--- SUPPLIED MATERIAL ---
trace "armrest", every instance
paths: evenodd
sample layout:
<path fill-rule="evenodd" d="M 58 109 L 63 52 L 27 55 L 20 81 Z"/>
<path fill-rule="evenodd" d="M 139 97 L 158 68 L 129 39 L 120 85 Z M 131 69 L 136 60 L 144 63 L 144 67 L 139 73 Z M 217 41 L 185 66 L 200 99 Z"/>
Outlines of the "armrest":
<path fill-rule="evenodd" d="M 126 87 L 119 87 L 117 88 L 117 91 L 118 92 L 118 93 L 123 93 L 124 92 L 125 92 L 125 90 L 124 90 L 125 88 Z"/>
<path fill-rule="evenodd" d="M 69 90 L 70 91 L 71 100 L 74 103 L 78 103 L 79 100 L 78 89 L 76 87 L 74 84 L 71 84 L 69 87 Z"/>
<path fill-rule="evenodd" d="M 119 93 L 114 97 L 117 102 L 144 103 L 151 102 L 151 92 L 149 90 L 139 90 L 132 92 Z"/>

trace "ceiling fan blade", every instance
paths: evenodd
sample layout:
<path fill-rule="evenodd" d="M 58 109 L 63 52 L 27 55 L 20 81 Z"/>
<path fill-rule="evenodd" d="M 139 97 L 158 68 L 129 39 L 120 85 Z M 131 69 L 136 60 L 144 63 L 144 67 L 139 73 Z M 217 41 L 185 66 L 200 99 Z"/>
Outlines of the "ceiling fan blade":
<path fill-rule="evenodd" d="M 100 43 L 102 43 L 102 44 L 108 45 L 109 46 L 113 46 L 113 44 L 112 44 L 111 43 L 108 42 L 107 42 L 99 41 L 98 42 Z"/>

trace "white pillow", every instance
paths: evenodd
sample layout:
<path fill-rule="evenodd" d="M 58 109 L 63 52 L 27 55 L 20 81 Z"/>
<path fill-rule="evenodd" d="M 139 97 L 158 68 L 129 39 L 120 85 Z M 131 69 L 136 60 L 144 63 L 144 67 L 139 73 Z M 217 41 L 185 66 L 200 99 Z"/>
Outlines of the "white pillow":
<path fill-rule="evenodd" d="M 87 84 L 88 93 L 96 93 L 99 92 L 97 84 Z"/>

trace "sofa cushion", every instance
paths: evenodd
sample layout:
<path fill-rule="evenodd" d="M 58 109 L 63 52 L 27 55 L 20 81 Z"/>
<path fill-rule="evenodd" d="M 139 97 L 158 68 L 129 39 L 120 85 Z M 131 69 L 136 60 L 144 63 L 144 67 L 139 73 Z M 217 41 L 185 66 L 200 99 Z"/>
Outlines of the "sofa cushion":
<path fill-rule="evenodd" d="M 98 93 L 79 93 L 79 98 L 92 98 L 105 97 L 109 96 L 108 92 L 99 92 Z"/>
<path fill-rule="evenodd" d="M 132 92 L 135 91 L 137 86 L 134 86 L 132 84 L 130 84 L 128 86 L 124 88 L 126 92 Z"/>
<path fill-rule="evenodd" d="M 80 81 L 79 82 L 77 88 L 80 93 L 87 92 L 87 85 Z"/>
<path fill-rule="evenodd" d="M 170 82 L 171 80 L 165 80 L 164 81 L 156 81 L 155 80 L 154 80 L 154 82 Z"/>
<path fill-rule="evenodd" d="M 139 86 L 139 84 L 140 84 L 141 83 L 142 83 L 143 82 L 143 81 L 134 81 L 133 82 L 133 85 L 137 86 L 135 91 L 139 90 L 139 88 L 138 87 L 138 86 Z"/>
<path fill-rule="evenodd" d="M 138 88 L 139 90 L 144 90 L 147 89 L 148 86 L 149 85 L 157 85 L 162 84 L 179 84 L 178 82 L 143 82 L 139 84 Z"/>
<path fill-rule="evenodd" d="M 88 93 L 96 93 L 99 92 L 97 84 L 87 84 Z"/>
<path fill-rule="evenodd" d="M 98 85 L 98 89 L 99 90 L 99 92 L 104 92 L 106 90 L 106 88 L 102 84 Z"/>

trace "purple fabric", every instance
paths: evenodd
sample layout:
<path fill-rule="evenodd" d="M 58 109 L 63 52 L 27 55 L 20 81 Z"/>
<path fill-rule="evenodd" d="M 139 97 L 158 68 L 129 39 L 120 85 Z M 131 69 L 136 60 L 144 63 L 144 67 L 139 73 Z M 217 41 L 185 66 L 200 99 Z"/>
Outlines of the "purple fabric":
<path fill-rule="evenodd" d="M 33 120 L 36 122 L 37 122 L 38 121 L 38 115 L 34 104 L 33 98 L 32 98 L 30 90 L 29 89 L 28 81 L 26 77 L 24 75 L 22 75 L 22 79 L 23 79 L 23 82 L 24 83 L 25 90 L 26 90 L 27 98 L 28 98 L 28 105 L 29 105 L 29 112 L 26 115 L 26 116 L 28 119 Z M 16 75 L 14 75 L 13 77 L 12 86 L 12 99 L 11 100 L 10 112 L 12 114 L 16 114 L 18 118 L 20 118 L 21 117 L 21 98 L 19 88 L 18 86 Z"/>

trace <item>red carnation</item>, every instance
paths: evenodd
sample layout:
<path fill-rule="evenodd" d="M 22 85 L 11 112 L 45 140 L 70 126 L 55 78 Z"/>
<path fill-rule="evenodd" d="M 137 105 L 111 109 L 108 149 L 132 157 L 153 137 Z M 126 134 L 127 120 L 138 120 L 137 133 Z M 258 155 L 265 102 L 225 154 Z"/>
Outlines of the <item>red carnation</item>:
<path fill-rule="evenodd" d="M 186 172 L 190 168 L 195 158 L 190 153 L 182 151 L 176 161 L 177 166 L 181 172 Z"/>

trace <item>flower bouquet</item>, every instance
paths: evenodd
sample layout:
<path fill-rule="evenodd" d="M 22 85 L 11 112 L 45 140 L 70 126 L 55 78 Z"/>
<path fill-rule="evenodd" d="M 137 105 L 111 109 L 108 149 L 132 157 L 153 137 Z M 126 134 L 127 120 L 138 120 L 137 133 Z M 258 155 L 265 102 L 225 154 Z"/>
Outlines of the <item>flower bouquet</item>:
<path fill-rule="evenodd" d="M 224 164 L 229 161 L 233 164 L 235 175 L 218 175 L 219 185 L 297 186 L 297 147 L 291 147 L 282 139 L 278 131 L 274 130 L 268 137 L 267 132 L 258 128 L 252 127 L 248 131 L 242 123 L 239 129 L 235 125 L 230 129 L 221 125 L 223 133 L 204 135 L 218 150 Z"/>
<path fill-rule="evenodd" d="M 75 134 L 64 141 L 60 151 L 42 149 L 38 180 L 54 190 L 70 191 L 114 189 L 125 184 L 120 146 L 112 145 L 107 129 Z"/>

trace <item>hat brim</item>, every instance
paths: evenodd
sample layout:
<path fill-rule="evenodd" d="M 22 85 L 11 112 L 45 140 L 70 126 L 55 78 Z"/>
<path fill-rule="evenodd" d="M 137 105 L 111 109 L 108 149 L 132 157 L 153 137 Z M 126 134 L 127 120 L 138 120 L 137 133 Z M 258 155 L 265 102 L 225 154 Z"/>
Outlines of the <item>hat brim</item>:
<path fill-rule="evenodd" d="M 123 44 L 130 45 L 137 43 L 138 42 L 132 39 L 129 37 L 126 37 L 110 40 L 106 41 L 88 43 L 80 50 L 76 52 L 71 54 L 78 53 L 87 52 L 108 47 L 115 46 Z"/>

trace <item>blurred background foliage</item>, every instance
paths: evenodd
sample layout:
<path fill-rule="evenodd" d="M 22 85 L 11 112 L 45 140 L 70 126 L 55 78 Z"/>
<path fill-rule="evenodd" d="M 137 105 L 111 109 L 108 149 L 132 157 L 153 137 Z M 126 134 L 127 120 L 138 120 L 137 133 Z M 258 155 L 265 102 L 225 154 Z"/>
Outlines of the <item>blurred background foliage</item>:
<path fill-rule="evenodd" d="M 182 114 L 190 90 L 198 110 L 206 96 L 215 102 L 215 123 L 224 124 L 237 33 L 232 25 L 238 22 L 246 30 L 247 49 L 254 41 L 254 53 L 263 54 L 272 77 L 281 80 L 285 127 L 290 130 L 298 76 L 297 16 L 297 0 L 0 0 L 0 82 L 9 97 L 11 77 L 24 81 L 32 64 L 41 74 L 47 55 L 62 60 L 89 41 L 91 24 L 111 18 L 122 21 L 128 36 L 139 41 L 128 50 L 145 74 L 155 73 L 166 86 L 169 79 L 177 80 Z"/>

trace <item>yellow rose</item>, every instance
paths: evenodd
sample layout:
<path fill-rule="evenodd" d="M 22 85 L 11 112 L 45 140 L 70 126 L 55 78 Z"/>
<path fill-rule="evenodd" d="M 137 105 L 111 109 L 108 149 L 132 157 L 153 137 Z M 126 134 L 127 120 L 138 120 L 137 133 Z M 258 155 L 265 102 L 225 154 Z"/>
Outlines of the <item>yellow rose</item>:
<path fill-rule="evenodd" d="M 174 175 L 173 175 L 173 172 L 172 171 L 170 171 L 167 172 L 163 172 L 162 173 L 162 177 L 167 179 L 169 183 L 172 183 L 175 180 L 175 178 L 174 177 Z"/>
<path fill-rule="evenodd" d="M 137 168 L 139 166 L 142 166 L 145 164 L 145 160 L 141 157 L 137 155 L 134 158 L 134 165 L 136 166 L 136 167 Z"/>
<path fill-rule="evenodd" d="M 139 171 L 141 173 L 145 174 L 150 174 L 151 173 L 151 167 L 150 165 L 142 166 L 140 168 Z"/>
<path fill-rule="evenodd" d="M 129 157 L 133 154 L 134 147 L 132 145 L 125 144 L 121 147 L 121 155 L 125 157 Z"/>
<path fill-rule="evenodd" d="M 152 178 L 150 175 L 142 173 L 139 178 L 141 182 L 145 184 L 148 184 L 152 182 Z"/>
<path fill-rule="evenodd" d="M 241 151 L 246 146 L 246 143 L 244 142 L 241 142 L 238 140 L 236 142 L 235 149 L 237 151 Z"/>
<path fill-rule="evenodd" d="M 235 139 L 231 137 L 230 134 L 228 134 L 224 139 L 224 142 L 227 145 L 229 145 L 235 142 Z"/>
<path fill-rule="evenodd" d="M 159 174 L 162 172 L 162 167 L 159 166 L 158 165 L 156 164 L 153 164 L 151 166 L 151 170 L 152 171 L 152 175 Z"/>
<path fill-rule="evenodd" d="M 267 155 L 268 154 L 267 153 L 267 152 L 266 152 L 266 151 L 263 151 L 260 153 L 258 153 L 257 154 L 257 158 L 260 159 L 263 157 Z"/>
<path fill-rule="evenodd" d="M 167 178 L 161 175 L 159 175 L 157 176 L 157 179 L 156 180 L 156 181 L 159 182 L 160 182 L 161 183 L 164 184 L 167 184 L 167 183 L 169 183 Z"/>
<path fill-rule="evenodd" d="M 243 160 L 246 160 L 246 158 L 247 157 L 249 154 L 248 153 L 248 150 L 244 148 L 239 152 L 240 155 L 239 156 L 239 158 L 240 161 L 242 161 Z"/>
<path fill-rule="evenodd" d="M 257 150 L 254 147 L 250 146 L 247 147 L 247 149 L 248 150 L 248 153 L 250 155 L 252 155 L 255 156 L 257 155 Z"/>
---
[TASK STATEMENT]
Pull out, unchanged, every line from the start of the records through the line containing "119 93 L 114", including that line.

[CORRECT ANSWER]
trace "armrest", every instance
paths: evenodd
sample layout:
<path fill-rule="evenodd" d="M 58 109 L 63 52 L 27 55 L 20 81 Z"/>
<path fill-rule="evenodd" d="M 139 97 L 158 68 L 129 39 L 120 85 Z M 131 69 L 136 60 L 144 63 L 144 67 L 139 73 Z M 217 41 L 185 66 L 200 99 Z"/>
Outlines of the "armrest":
<path fill-rule="evenodd" d="M 126 87 L 119 87 L 117 88 L 117 91 L 118 92 L 118 93 L 123 93 L 124 92 L 125 92 L 125 90 L 124 90 L 125 88 Z"/>
<path fill-rule="evenodd" d="M 69 90 L 70 91 L 71 100 L 74 103 L 78 103 L 79 100 L 78 89 L 76 87 L 74 84 L 71 84 L 69 87 Z"/>
<path fill-rule="evenodd" d="M 119 93 L 114 97 L 117 102 L 144 103 L 151 102 L 151 92 L 149 90 L 139 90 L 132 92 Z"/>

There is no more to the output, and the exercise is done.